Texto apresentado>
****************
Anaya reconhece que o Estado brasileiro tem uma legislação extremamente favorável aos povos indígenas. Se ele quisesse ser correto, diria que a Constituição brasileira e o Estatuto do Índio não estão atrás da Declaração Universal dos Direitos Indígenas nem da Convenção 169 da OIT. Ao contrário, estão na frente em muitos aspectos, como o reconhecimento das culturas indígenas, de sua autonomia de decisão e do respeito da sociedade brasileira. Estão atrás apenas no que concerne a explicitação da necessidade de consulta aos povos indígenas sobre questões de seu interesse. Resta, entretanto, definir o que pode alcançar os interesses dos povos indígenas.

Por outro lado, Anaya trouxe uma fala inesperada para um Relator da ONU. Ponderou que a disputa pela terra no Mato Grosso do Sul é equilibrada em relação a direitos entre os índios e os fazendeiros. Acatou o discurso dos fazendeiros de que eles têm legitimidade sobre as terras que possuem, por titulação e antecedência à chegada dos índios. Será que Anaya entendeu todas as nuanças desse imbroglio?

Em relação aos interesses de arrozeiros da T.I. Raposa Serra do Sol, Anaya foi menos enfático em sua defesa. Sentiu que a presença desses produtores é bem mais recente e produziu efeitos indesejados no relacionamento interétnico.

Em conseqüência de sua viagem, Anaya chega à conclusão de que o STF poderá produzir uma "surpresa" em seu sentenciamento sobre a homologação da T.I. RSS, de modo que contemple os dois lados da questão. Talvez ele tenha recebido alguma informação interna de algum ministro do STF para projetar tal idéia. De todo modo, ele parece contente sobre um resultado que os povos indígenas daquela terra irão ficar extremamente descontentes.

Por último, Anaya aproveitou para fazer algumas críticas incisivas sobre o indigenismo brasileiro. Criticou tanto o Estado quanto as Ongs pelo que chamou de "paternalismo" com que tratam os povos indígenas. O que ele quer dizer com isso, não é explicado. Com freqüência, a noção de paternalismo tem sido usada e abusada por acadêmicos sem conhecimento de causa e sem entender os processos de relacionamento entre índios e sociedade nacional. Não é termo que ele use para o caso dos índios norte-americanos, mas, se ele prestrar atenção no relacionamento entre esses índios e o Bureau of Indian Affairs (BIA), ele verá que esse termo poderia ser usado do mesmo jeito. E pior, que os índios norte-americanos não querem abrir mão desse relacionamento por nada no mundo. Há nos Estados Unidos cerca de 750 tribos reconhecidas pelo governo federal (federally recognized tribes) e, apesar de anos de relacionamento direto com a sociedade norte-americana em geral, nenhum desses povos resolveu se "emancipar" da ligação que têm com o BIA.
****************
Entradas de pontos rotulados>
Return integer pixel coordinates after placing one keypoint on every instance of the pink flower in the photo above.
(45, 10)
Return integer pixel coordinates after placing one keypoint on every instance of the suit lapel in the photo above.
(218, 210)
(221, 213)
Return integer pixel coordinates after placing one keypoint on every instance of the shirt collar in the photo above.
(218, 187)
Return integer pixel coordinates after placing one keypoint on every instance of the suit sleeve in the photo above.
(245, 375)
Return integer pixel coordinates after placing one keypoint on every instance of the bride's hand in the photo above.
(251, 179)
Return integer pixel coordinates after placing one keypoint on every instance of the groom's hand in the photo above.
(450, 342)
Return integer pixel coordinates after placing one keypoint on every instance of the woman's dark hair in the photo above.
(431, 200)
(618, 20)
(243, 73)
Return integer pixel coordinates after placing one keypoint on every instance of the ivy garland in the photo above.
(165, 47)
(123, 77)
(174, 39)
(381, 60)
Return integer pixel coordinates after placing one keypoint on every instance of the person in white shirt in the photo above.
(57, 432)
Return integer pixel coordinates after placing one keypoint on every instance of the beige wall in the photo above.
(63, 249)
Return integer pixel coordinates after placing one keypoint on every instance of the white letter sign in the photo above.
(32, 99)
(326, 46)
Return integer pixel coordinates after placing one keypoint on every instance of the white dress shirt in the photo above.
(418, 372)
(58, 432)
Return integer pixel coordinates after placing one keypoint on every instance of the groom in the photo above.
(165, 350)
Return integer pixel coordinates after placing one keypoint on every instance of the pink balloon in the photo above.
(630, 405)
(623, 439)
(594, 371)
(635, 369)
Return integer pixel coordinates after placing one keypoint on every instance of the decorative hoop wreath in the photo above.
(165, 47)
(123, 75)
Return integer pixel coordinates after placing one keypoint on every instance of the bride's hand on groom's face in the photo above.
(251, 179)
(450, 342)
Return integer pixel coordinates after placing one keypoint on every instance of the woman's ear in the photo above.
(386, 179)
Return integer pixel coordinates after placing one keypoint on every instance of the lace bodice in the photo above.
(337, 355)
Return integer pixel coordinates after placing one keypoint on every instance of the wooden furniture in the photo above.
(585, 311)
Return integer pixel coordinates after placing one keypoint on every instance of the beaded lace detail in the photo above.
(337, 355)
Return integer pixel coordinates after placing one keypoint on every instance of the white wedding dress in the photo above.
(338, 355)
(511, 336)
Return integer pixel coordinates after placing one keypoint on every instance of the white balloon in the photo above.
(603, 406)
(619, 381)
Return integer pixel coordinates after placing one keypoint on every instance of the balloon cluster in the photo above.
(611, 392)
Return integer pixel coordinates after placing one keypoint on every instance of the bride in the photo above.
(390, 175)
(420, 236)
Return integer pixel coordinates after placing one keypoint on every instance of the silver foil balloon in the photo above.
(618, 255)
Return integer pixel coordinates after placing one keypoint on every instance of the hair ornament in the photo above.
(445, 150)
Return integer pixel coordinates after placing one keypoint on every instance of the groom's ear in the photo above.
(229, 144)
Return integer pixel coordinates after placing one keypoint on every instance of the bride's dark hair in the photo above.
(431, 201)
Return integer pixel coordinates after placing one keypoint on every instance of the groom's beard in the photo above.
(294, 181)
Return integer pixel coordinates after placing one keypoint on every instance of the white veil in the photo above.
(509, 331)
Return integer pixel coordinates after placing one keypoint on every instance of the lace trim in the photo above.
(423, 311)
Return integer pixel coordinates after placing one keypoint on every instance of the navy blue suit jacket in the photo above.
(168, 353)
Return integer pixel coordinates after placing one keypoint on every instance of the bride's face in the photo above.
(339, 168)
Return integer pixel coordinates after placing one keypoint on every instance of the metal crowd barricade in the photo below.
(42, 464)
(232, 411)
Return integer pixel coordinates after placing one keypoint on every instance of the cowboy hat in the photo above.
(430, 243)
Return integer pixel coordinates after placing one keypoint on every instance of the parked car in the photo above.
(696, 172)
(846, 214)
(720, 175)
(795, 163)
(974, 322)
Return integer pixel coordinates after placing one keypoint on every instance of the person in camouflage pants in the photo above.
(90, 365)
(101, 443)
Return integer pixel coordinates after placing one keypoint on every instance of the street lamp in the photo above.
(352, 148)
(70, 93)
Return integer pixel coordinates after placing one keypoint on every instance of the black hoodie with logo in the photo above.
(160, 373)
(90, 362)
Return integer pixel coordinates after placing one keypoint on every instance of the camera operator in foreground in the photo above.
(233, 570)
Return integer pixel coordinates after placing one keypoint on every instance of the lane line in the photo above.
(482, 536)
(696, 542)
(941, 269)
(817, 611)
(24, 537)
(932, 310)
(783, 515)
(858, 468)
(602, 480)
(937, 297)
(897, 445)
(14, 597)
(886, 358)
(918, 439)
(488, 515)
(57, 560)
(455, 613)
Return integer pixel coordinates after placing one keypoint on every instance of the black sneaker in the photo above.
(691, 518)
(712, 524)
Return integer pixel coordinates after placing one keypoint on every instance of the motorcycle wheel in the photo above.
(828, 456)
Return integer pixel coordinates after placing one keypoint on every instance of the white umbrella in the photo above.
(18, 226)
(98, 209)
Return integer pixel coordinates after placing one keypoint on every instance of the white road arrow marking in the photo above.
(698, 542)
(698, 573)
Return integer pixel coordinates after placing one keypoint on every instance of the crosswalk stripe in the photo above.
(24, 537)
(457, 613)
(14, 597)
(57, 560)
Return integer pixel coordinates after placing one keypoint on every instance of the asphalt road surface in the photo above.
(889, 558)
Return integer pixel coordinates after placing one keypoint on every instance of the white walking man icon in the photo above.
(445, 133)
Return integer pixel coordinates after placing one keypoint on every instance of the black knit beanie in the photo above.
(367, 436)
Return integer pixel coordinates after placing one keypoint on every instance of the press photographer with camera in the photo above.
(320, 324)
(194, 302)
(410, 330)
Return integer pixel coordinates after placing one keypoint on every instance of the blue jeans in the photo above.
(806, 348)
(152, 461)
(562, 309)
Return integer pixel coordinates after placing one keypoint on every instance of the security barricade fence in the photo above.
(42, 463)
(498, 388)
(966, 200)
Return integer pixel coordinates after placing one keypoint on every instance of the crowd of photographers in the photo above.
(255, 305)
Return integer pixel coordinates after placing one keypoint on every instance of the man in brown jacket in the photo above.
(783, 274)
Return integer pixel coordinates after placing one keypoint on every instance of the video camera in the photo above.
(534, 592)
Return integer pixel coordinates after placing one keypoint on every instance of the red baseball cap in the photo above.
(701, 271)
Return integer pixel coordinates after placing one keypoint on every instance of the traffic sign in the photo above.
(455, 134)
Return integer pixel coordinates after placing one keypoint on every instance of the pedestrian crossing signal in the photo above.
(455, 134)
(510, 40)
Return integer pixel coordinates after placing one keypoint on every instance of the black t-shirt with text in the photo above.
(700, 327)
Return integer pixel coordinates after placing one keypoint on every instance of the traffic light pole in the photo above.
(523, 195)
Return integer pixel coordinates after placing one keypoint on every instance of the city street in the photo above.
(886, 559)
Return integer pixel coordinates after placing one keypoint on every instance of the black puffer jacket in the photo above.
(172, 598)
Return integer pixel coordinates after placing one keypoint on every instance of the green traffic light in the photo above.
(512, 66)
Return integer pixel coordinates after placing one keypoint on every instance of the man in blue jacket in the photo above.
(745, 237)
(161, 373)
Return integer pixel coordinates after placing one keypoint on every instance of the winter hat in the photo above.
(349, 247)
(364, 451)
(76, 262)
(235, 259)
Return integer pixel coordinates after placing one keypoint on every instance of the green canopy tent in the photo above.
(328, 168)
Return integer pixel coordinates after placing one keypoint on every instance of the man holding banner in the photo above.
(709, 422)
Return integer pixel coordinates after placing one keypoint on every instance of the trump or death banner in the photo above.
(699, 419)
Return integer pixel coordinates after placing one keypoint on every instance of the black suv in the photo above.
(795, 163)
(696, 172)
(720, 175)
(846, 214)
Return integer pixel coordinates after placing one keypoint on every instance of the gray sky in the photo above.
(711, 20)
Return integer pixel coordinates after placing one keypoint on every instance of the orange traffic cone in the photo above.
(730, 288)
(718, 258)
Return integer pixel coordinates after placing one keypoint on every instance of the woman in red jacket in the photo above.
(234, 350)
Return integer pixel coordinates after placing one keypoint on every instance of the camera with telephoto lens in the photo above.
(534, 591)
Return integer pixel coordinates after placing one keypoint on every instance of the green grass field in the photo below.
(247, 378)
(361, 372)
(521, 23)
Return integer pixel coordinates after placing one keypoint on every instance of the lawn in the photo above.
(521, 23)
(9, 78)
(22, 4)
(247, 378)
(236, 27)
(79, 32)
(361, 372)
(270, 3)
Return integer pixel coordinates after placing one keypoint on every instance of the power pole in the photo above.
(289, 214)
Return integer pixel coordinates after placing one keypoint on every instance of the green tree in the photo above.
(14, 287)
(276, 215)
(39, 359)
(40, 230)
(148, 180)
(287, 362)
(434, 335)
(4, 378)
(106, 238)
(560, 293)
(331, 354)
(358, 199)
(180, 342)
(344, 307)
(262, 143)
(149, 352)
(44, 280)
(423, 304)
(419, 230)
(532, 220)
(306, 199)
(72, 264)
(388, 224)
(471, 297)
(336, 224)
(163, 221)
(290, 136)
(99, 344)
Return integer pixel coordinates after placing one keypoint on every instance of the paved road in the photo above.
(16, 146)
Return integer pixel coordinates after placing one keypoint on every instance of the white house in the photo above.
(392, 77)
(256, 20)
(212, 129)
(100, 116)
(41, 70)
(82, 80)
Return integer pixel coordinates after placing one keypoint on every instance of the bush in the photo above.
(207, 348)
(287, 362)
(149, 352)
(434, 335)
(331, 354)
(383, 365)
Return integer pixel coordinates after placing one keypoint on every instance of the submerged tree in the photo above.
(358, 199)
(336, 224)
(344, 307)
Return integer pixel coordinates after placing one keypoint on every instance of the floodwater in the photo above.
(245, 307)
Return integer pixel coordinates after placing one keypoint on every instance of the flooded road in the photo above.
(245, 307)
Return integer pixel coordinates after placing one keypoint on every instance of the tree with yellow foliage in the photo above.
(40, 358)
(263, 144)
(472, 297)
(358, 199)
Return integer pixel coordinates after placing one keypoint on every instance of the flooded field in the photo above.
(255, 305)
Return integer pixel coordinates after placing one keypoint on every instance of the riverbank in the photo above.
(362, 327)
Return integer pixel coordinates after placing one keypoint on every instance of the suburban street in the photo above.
****************
Exercício proposto>
Segundo o texto apresentado, quantas tribos reconhecidas pelo governo federal existem nos Estados Unidos?

Solução do problema>
Cerca de 750.